TASK BRIEF
For each record that follows, give it back exactly, with no pictures included.

DATA TO USE: Begin

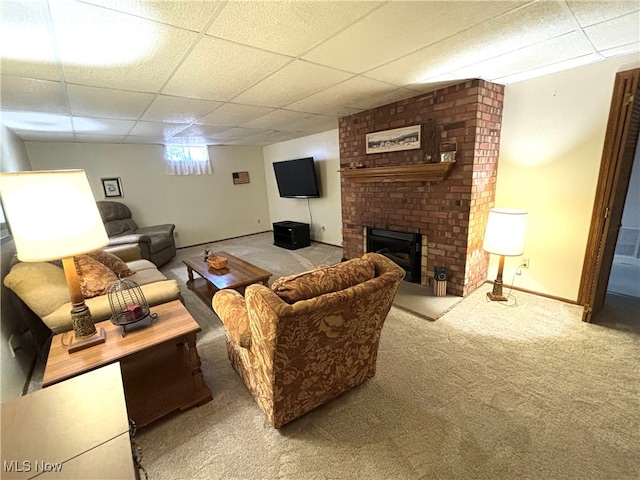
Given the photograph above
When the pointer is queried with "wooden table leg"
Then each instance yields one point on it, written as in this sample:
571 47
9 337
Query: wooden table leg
203 394
190 273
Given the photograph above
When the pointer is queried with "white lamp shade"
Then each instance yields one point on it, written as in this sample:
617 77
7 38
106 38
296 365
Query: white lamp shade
52 214
505 232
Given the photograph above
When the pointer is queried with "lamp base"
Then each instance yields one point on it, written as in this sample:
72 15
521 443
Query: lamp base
78 344
496 298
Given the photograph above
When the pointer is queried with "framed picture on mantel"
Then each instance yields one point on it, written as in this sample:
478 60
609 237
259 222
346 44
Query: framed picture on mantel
111 187
405 138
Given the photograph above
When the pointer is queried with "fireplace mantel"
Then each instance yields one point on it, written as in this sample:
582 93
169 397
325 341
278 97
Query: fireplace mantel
427 172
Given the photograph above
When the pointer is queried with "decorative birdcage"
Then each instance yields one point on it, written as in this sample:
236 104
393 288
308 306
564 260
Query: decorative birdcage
128 305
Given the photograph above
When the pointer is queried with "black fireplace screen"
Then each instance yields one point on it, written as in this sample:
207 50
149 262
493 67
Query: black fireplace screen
403 248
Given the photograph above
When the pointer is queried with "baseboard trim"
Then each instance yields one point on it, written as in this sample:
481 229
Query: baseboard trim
540 294
222 240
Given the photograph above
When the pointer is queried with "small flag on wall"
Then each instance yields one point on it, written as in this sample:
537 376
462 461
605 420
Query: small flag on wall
240 177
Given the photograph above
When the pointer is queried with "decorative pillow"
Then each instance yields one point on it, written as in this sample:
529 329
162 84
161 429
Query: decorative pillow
94 276
112 261
320 281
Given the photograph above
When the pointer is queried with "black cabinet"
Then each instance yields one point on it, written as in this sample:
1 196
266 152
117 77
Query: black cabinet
291 235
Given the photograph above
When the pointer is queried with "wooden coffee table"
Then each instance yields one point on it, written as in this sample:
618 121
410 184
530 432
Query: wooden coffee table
160 364
237 275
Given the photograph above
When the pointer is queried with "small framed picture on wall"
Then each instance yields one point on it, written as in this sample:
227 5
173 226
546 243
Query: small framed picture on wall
111 187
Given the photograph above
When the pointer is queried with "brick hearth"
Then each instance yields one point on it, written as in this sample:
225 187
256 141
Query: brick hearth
451 214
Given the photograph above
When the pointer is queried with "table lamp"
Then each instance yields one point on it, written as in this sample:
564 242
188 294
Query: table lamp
53 215
504 236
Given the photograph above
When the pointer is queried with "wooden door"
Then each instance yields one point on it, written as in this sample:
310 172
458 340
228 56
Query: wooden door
615 171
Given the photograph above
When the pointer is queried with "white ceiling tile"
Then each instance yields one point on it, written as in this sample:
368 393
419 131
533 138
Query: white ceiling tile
523 27
552 51
232 114
294 82
166 130
614 33
90 138
220 70
147 140
382 99
591 12
317 123
178 109
112 49
26 48
290 28
39 136
116 50
170 12
549 69
107 103
101 126
332 100
239 133
621 50
201 131
399 28
280 120
37 122
35 95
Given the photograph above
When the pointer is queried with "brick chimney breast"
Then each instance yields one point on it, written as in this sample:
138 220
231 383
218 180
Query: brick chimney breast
450 214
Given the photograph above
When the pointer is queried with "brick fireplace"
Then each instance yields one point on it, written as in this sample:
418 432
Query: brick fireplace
450 213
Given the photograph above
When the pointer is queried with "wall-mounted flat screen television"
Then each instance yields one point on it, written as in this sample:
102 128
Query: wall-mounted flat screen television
297 178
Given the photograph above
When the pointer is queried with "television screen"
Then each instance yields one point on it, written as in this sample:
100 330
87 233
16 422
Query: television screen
297 178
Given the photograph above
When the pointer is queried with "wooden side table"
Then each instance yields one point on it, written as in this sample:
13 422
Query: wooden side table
160 364
76 429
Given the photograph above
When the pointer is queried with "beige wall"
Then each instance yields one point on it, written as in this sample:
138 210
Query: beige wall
13 158
550 153
326 211
204 208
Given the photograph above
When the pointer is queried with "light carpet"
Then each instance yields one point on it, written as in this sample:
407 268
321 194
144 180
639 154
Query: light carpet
484 392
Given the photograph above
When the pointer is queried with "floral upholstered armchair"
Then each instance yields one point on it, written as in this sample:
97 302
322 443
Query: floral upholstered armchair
311 336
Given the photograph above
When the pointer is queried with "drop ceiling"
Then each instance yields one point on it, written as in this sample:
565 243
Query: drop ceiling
261 72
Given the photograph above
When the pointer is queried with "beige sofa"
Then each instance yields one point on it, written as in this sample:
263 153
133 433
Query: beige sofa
311 336
42 296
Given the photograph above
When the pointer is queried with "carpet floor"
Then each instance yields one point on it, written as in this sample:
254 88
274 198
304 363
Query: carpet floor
486 391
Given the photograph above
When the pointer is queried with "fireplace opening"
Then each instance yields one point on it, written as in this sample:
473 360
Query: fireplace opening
403 248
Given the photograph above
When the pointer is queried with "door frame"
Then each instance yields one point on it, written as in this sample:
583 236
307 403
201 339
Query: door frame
613 182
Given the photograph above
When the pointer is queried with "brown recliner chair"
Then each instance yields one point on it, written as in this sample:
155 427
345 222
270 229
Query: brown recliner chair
311 336
156 243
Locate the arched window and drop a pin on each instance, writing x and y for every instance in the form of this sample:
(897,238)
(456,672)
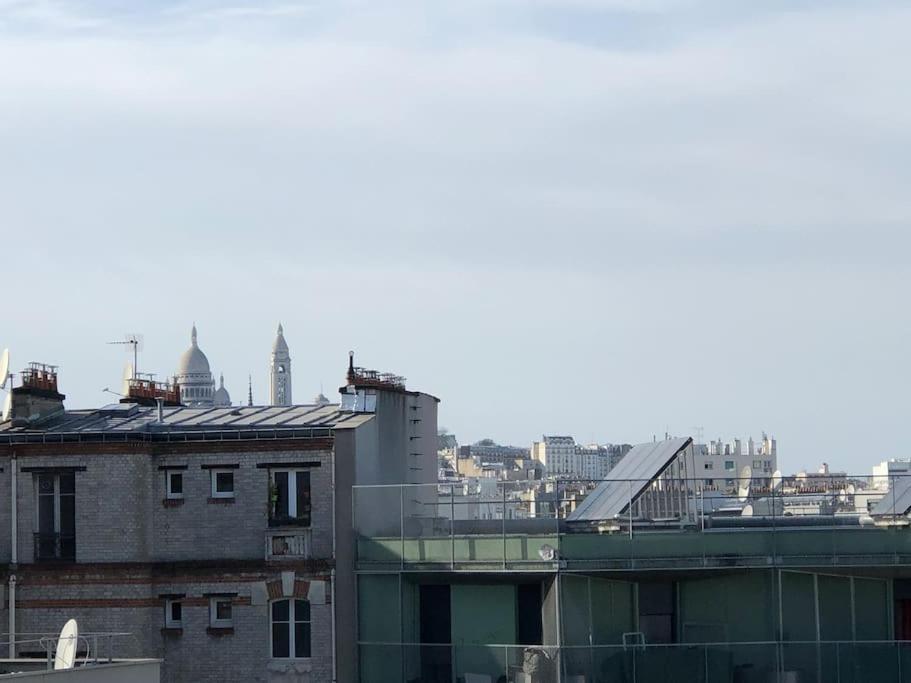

DATA TO USE: End

EXERCISE OUTPUT
Given the photograph above
When the pointer is queried with "wooden table leg"
Then each instance yields one point on it, written as in this sample:
571 47
9 337
Query: wooden table leg
203 394
190 273
Given the photograph above
When the pointer is queried with "white lamp shade"
Then each instance yields one point on it, written as in this sample:
617 77
7 38
106 38
296 365
Query: white lamp shade
52 214
505 232
Given the photograph above
When the pointer is queried with "lamp base"
Then each instance yields one point on it, written as in this sample:
72 15
521 443
Query: lamp base
78 344
496 298
Given the photograph above
When the pointer is queried with "framed picture on mantel"
Then each instance yields one point on it, written as in this sample:
478 60
609 237
259 222
346 44
Query: framed picture on mantel
111 187
405 138
Given the photograph above
When the pointer is queried with "fireplace mantel"
Then each instance yields one point on it, written as in this sample:
582 93
169 397
325 341
278 97
Query: fireplace mantel
427 172
Given the photograph above
When the pointer is queried with "decorative birdcage"
Then each instance yields one point on it, written as in this sample:
236 104
393 288
308 306
564 260
Query: decorative birdcage
128 305
Given the photograph above
When the pointer is queried with "black fireplace screen"
Then each instance yields one point on it, written as in this sample:
207 50
149 262
493 67
Query: black fireplace screen
403 248
Given the photograph above
When the pointer is queried with "baseboard trim"
Then each instance yields one point on it, written as in this sample:
481 229
Query: baseboard trim
540 294
222 240
Given the photograph above
When the pointer is queried with "small flag on wall"
Then each instance yields one point on it, written as in this sample:
537 376
462 461
605 420
Query: small flag on wall
240 177
Given the photograph above
When the pointer is queried with "decorative pillow"
Then each instance yields one point on it, written as in this sample:
529 329
162 84
161 429
Query: decorative pillow
94 276
112 261
320 281
Given the photograph above
When the pointer is queried with "black cabinet"
Then each instance yields one point on it, written as in this sample:
1 196
266 152
117 77
Query: black cabinet
291 235
Given the photograph above
When the pointer is queried with "wooden coffee table"
Then each instance yields one point on it, written as in this sample:
618 121
410 184
530 432
Query: wooden coffee table
160 364
237 275
Given the photograph above
When the pointer is queried with "small framed picture on wall"
Then each instance yields one point on it, written as in this sample:
227 5
173 226
546 243
Query: small framed picture on wall
111 187
Given the photograph above
When the pointer is queried with "brick hearth"
Then each instance yields one point on it, written as in this sample:
225 187
256 141
Query: brick hearth
451 214
Given the photograph above
When the pointer is queried with "table lamp"
Then each instance yields one point on it, written as in this sample:
564 242
188 294
Query: table lamp
53 215
504 236
Given the photograph above
When the pointer is queried with "wooden door"
Then each instance yields one point on it, written as in this sample:
310 172
458 340
228 56
Query: wooden door
615 171
Given the photograph above
When the pointer is queried with "white ceiling tile"
Then each instance yields one point on it, written as in this sample:
368 393
419 131
533 138
Query: white ceiling tile
523 27
552 51
232 114
294 82
166 130
614 33
90 138
220 70
147 140
382 99
591 12
317 123
178 109
112 49
26 48
290 28
39 136
116 50
170 12
549 69
107 103
101 126
332 100
239 133
621 50
201 131
399 28
280 120
37 122
35 95
Given the photograph above
When the pointer is queried with "brick chimney breast"
Then each instance yields one point on it, written as in this sample:
138 220
231 383
218 180
Query: brick chimney breast
450 214
Given the photograph above
When the pointer is queried with "brick fireplace"
Then each instance yields one point on it, written as in this sample:
418 432
Query: brick fireplace
450 213
Given the photograph above
When the pointer is queried with "wall-mounted flat screen television"
Then each instance yields one point on it, written as in this sample:
102 128
Query: wall-mounted flat screen television
297 178
Given the photograph above
When the pointer is queried with "television screen"
Then each instance yields one point on it, written as in this sample:
100 330
87 233
16 422
Query: television screen
297 178
Given the photograph above
When the pointer is queried with "wooden side table"
Then each instance yields one point on it, written as in this sample:
13 422
Query: wooden side table
160 364
76 429
Given the photograph above
When the pointer is queried with "beige wall"
Then each instance yields one point on it, written as in this sample:
138 210
Query: beige wall
13 158
550 153
326 211
204 208
Given the photograph above
When the pointer is queried with "light carpet"
Then each instance yields one point on it, written as in this sample:
407 268
321 194
144 180
639 154
Query: light carpet
484 392
Given the photograph above
When the pointer is queried with "floral upholstered armchair"
Then each instance yields one point on it, written as in this sample:
97 302
322 443
Query: floral upholstered armchair
311 336
Given the photograph above
When the pointer is queried with "drop ceiling"
Then each instance yields one point on it, written as in this sample:
565 243
Query: drop ceiling
261 72
Given the photograph above
When the pointer is queried with "beige sofa"
Then each instance yields one point on it, written as in this sample:
263 153
133 433
Query: beige sofa
311 336
42 296
Given the photograph above
When the pointer is queried with "carpet floor"
Then each instance yields one point on it, written as in this sample:
254 88
274 198
304 363
Query: carpet floor
486 391
Given the photograph above
When the pointer is queried with "fireplace opening"
Then each instance yields one point on it, written as in this sample:
473 360
Query: fireplace opening
403 248
Given the photograph above
When the pointer is queried with "door frame"
Then each instance yields one point on it, written as in this sample:
583 236
307 403
201 339
Query: door frame
613 182
Given the photograph above
When the pointer is queried with "brown recliner chair"
Then each instance yields one point on it, written as in this sample:
155 427
345 222
270 229
Query: brown recliner chair
311 336
156 243
Locate the arched window and drop a pin on each instance, writing x and y for every instance in the form of this sample:
(897,238)
(456,672)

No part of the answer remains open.